» Trecho apresentado:
<<<<

Alimentação Viva pode ser alternativa ao 'gluten free'
A Alimentação Viva pode ser outra alternativa para quem deseja suprimir o glúten das refeições. É o que garante a educadora neste hábito de vida, Juliana Malhardes, que explica que embora esse tipo de alimentação não se ocupe de restrições, há cardápios com e sem o glúten.
'A Alimentação Viva tem uma maneira peculiar de perceber os alimentos, que valoriza justamente a sua vitalidade. A germinação de grãos, por exemplo, é um processo que potencializa o poder nutritivo da semente. Embora os alimentos que contêm glúten também estejam incluídos no consumo - como o centeio, o trigo e a aveia - mesmo após serem germinados podem afetar os celíacos com dores corporais e alterações no humor. Por isso, as receitas típicas da Alimentação Viva podem incluir ou não o glúten, de modo que a pessoa fique livre para escolher', diz.
As dietas de transição na Alimentação Viva são um exemplo bastante atrativo a quem deseja migrar para este hábito alimentar, principalmente por substituírem os ingredientes industrializados no preparo de comidas. 'Uma transição alimentar é muito mais sofrida quando feita radicalmente. Por isso usamos as dietas de transição, que inserem aos poucos os alimentos vivos nas refeições. Os pães de trigo sarraceno, por exemplo, são feitos com grãos germinados e não contem glúten. Acredito que a alimentação deve ser encarada como uma medicina, em que a ingestão de comidas vivas proporciona benefícios e reduz a sobrecarga no corpo', opina Juliana.
Glúten é nutriente e pode oferecer benefícios
Apesar das polêmicas, Melissa Setubal esclarece que o glúten é nutriente e pode apresentar alguns benefícios para a saúde.
'O glúten possui benefícios, sim, pois é uma fonte de proteína importante para a manutenção da musculatura e da força física, além de equilibrar os níveis de glicose no sangue. Entretanto, considerando os vieses do excesso dessa proteína, é aconselhável não contar apenas com ela para nutrição. A diversidade de alimentos que inclui outros tipos de grãos e comidas proteicas deve ser explorada', aconselha a especialista em Saúde Integrativa.

>>>>

» O que fazer:
Retome o trecho sobre Alimentação Viva e glúten, escrevendo a continuação logo após a última frase. A listagem que vem a seguir tem outra origem.

» Dados registrados:
<<<<

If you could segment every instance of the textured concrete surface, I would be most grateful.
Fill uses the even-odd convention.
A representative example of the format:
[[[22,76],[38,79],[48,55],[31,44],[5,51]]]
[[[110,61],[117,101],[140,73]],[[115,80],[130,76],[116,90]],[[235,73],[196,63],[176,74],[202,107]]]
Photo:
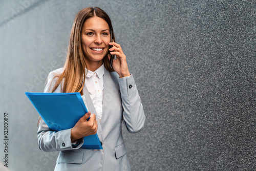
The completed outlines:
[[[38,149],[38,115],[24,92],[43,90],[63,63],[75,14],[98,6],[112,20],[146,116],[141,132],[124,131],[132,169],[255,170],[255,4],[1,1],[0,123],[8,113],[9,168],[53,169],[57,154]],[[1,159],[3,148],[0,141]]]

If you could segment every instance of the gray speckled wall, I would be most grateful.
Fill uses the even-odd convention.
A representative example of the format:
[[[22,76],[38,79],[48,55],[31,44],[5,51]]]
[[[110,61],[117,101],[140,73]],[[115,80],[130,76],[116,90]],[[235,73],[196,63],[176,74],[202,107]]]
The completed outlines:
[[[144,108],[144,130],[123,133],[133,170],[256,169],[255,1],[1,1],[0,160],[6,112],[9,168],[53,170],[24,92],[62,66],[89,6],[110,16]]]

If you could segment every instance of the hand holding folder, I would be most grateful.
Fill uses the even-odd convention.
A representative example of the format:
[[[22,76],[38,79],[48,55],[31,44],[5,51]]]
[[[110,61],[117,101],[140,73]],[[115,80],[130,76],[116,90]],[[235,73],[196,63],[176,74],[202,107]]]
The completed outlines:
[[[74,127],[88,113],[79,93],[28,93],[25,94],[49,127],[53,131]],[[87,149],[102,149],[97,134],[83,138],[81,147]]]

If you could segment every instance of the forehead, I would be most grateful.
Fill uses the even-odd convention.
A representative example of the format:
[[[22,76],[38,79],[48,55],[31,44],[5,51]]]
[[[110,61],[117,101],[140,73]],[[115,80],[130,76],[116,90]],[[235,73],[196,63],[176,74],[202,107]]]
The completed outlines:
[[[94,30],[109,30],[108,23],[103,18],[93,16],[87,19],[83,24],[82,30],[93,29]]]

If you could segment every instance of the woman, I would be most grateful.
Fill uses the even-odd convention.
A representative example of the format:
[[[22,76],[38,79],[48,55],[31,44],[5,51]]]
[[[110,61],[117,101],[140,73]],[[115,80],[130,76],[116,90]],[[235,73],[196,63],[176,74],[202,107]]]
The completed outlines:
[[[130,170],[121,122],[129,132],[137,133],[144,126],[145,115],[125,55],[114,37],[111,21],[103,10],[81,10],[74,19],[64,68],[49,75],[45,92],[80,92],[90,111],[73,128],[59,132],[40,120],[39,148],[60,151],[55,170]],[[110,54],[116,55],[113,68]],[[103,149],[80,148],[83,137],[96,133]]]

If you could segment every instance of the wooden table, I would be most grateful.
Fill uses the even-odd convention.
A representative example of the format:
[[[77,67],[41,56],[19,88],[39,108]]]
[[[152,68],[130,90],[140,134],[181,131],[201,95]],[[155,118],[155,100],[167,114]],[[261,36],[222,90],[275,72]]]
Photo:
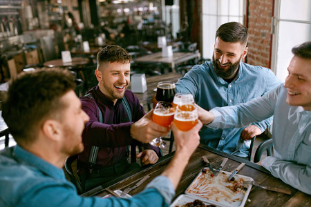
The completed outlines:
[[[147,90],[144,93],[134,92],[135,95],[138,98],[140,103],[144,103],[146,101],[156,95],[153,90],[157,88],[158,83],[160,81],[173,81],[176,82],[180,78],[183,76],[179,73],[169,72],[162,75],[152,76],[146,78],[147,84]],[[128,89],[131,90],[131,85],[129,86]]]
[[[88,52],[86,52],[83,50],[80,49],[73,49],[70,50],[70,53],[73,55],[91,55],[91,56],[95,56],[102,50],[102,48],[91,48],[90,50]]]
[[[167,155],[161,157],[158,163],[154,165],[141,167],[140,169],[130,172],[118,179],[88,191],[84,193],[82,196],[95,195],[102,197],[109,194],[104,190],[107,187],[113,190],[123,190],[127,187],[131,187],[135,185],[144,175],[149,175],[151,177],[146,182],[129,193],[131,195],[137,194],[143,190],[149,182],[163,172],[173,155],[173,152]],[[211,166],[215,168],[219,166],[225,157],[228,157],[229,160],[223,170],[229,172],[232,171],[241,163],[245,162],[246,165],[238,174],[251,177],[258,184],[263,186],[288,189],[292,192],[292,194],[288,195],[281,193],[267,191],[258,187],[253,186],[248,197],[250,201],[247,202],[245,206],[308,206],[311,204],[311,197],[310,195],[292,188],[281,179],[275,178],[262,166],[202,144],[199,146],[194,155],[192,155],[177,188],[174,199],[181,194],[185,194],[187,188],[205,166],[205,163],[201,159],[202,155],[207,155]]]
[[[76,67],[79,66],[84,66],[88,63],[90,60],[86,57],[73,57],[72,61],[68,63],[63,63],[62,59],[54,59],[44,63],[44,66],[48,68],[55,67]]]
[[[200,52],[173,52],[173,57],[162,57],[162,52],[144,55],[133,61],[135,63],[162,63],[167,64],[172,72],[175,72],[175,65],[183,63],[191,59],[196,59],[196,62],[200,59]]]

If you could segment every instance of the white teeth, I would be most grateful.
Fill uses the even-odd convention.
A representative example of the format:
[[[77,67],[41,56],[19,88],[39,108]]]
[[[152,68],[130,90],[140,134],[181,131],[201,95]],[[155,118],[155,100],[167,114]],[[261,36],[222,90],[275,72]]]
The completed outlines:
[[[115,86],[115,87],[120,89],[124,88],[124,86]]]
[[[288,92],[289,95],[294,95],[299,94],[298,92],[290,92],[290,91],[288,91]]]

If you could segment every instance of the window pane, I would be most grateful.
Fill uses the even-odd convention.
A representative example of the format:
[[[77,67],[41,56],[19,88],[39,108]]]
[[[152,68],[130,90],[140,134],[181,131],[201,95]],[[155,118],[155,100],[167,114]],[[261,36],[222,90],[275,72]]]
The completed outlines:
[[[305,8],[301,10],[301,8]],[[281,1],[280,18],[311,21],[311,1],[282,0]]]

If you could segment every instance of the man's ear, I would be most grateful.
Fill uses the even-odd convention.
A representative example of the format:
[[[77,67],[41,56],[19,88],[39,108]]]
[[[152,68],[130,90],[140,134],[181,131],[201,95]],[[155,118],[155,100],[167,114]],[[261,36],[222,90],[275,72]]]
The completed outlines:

>>>>

» Resposta abaixo:
A nutricionista Carolina Nizer também explica que a ausência dessa proteína não faz mal, podendo até incentivar o paciente a ter maior atenção à alimentação. 'Muitas pessoas têm buscado uma experiência sem glúten na sua dieta, ao mesmo tempo em que procuram melhorar seus hábitos alimentares. Com isso, elas têm descoberto outros tipos de farinhas - a exemplo da farinha de quinoa, de amaranto ou de grão de bico - que possuem um valor nutricional relativamente maior do que a própria farinha de trigo. A retirada do glúten não é prejudicial, mas devemos optar por uma alimentação equilibrada, respeitando os sinais que o corpo nos dá sobre possíveis intolerâncias a determinados alimentos', pondera a especialista.
De qualquer forma, o gastroenterologista Sérgio Barrichello garante que a retirada do glúten, caso seja feita corretamente, não é danosa ao organismo. 'O glúten pode ser substituído por outras proteínas de origem animal ou vegetal. O corte desse nutriente da alimentação não provoca malefícios à saúde. A recomendação que faço diz mais respeito à substituição indicada por um nutricionista devidamente capacitado, caso contrário o paciente perderá uma porção de alimentos importantes à saúde e ao bem-estar, como os carboidratos e as fibras. Se há algum problema relacionado à dieta gluten free, ele se caracteriza pela qualidade nutritiva do que é permitido consumir. Com a presença dos nutrientes necessários, ela é livre', conclui o especialista.